All of the data that follows needs to be printed again, exactly as it reads.

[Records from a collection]
____________

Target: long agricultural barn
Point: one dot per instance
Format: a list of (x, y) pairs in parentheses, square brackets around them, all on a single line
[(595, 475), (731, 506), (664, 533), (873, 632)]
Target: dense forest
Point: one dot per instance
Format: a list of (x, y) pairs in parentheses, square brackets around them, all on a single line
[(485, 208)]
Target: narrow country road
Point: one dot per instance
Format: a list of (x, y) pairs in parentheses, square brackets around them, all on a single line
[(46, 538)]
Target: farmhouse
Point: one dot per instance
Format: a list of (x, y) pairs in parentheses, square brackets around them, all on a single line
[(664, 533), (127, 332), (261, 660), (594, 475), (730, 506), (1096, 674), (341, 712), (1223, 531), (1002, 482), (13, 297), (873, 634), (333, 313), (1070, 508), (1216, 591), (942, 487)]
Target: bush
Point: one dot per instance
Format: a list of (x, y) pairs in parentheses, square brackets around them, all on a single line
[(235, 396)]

____________

▸ Solution to this problem:
Target: long agricultural barn
Point: one dot per instance
Format: a list of (x, y) pairs in parentheses, square brackets around them, all on a single line
[(595, 475), (731, 506), (664, 533), (873, 632)]
Target: dense forest
Point: one dot per instance
Format: a list of (x, y) pairs in parentheses, square brackets around them, all on a single line
[(485, 208)]
Target: narrow country road
Point: one dot per instance
Format: a list of (x, y) pairs in parentheses, square brackets around them, all on a single line
[(46, 538)]
Target: farmhouse
Point: one dot per instance
Format: a list of (x, y) pairs in parentheses, square brackets around them, all on a single line
[(664, 533), (127, 332), (261, 660), (594, 475), (730, 506), (1096, 674), (341, 712), (1223, 531), (1002, 482), (13, 297), (873, 634), (333, 313), (1070, 508), (1216, 591), (942, 487)]
Target: bush
Point: one dot per instance
Format: a list of (x, y) pairs in parentheses, square brackets around them, all on a single line
[(235, 396)]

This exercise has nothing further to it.